_Provided data_

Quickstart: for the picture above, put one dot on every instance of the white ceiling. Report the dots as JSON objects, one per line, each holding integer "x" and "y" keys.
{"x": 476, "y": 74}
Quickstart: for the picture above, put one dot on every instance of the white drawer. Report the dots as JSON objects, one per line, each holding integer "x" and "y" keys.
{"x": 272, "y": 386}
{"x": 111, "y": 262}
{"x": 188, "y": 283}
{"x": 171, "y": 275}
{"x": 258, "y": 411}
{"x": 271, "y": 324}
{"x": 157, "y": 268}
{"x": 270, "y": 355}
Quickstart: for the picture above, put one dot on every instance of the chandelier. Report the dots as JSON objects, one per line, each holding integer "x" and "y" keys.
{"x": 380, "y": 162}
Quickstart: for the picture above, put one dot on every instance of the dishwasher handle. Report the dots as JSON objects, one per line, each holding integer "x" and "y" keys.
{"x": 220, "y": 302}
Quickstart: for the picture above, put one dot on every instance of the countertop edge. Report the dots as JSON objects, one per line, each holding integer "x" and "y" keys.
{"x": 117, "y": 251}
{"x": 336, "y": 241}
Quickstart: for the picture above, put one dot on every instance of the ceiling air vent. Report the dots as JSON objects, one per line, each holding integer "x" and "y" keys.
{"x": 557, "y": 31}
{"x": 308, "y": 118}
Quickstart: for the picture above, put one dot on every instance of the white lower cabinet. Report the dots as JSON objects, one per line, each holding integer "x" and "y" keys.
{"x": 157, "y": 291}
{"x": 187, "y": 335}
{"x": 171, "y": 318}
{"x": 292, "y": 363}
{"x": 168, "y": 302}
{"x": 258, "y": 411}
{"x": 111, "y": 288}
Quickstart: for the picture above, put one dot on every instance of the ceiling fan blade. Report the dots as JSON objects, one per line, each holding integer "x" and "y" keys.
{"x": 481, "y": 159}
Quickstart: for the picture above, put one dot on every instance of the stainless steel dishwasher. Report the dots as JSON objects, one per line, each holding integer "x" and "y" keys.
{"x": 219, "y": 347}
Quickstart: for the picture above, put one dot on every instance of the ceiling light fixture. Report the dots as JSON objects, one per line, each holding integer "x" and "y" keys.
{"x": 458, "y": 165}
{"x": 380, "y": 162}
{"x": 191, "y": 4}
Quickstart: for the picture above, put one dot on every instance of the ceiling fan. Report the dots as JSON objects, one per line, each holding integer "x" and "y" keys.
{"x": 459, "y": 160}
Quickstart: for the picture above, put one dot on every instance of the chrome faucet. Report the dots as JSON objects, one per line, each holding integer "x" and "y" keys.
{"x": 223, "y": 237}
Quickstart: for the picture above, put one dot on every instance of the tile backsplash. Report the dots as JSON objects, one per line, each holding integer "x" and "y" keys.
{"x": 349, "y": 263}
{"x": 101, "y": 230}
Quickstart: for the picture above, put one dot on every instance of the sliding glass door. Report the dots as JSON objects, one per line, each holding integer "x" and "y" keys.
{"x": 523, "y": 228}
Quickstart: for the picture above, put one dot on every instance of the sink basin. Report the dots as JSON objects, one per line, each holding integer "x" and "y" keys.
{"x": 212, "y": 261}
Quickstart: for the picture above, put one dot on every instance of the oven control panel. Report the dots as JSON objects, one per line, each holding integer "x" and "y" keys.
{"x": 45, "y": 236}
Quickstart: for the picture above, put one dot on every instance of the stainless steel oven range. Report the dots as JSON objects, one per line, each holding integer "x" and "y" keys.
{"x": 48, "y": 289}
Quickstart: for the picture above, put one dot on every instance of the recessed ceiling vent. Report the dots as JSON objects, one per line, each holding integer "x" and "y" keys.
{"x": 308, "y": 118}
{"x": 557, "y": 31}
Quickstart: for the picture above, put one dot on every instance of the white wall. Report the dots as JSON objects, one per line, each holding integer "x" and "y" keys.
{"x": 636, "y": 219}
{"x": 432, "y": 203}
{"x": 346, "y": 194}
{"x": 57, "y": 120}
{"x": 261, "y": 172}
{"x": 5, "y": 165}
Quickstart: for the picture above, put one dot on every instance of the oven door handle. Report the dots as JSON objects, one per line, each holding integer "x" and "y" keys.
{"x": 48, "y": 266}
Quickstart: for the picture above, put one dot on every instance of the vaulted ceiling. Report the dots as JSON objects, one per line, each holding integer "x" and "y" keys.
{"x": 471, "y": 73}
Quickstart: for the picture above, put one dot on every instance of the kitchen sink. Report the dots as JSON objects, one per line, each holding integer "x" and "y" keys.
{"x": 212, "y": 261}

_About this task_
Would you reproduce every record above exactly as it appears?

_Task result_
Quickstart: for the picture above, put one dot on every instance of the white ceiling. Report the dots as JSON objects, one per line, each holding integer "x" and "y" keys.
{"x": 476, "y": 74}
Quickstart: for the picture above, put one dot on every instance of the white drawer. Report the dots as JSON objects, one per line, each holding integer "x" and "y" keys.
{"x": 272, "y": 386}
{"x": 111, "y": 262}
{"x": 188, "y": 283}
{"x": 171, "y": 275}
{"x": 258, "y": 411}
{"x": 271, "y": 324}
{"x": 157, "y": 268}
{"x": 270, "y": 355}
Quickstart: for the picture above, put one dot on every instance of the chandelier. Report the dots as JSON objects, one per line, each holding integer "x" and "y" keys.
{"x": 380, "y": 162}
Quickstart: for the picture above, put one dot on every instance of the dishwasher handle. Report the dots as JSON objects, one per line, each holding integer "x" and "y" keys.
{"x": 220, "y": 302}
Quickstart: for the picture above, put one dot on every instance of the countertop edge. Report the dots as JSON objects, one per line, each holding integer "x" and "y" keys.
{"x": 117, "y": 251}
{"x": 336, "y": 241}
Quickstart: for the picture above, put one dot on every instance of the ceiling air vent. Report the dots as JSON objects, one per line, each holding integer "x" and "y" keys.
{"x": 557, "y": 31}
{"x": 308, "y": 118}
Quickstart: for the picture above, put one dot on every instance of the white lower cabinet. Report the dots as JSON objects, one per line, each holding integer "x" and "y" keys.
{"x": 157, "y": 291}
{"x": 187, "y": 335}
{"x": 171, "y": 318}
{"x": 292, "y": 363}
{"x": 168, "y": 302}
{"x": 258, "y": 411}
{"x": 111, "y": 288}
Quickstart: for the picture above, put one dot on every instance of the ceiling fan blade. Report the dots as JSON objects, one per line, each holding integer "x" and "y" keys.
{"x": 481, "y": 159}
Quickstart: for the picture above, put one dot on every instance of the stainless steel dishwasher. Report the dots as JSON objects, one per line, each holding integer "x" and "y" keys.
{"x": 219, "y": 347}
Quickstart: for the picture above, put one dot on every instance of the ceiling light fixture. Report the dots as JSON objects, one per line, each holding integer "x" and "y" keys.
{"x": 458, "y": 165}
{"x": 380, "y": 162}
{"x": 191, "y": 4}
Quickstart: for the picture above, put one dot on every instance of the ceiling fan. Report the dots as JSON objects, one per line, each holding integer "x" and "y" keys.
{"x": 459, "y": 160}
Quickstart: for the picture above, put one dot on every instance of the chrome faucet. Report the dots as JSON objects, one per line, each holding integer "x" and "y" keys.
{"x": 223, "y": 237}
Quickstart: for the picture above, put one dot on every instance of the tile backsplash. Report the dots as JSON objects, one per line, each holding integer "x" and "y" keys.
{"x": 349, "y": 263}
{"x": 101, "y": 230}
Quickstart: for the picture above, put one dot on every instance of the sliding glass door. Report the dots as JSON objects, one per line, each holding integer "x" and "y" keys.
{"x": 523, "y": 228}
Quickstart: for the picture above, put one dot on every instance of the sink basin. Report the dots as JSON objects, one per line, each holding integer "x" and "y" keys.
{"x": 212, "y": 261}
Quickstart: for the picture above, put one dot on every instance of the oven control panel. Report the dots as JSON objects, one per line, each holding integer "x" and "y" keys.
{"x": 45, "y": 236}
Quickstart: for the picture above, put one dot on every instance of the stainless steel oven range. Report the dots as JSON objects, one per line, each holding integer "x" and "y" keys.
{"x": 48, "y": 289}
Quickstart: for the picture above, put one dot on every instance of the recessed ceiling vent. Report the dots as JSON objects, one per line, each holding integer "x" and "y" keys.
{"x": 308, "y": 118}
{"x": 557, "y": 31}
Quickstart: for the picture above, put one dot on every instance of the white wall. Report the dots as JSON objects, one per line, each holding integer "x" and "y" keys.
{"x": 636, "y": 219}
{"x": 432, "y": 203}
{"x": 346, "y": 194}
{"x": 57, "y": 120}
{"x": 261, "y": 172}
{"x": 5, "y": 165}
Quickstart: for the picture above, put one dot on every instance of the oven door handle. Report the dots as JSON objects, one per line, each holding integer "x" and "y" keys.
{"x": 48, "y": 266}
Quickstart: for the picture above, put one dot on every instance of the vaulted ceiling. Report the dots as JSON objects, one per line, each holding integer "x" and "y" keys.
{"x": 471, "y": 73}
Quickstart: for the picture above, put one dot on every instance of the kitchen sink. Report the dots as JSON objects, one per line, each holding integer "x" and "y" keys.
{"x": 212, "y": 261}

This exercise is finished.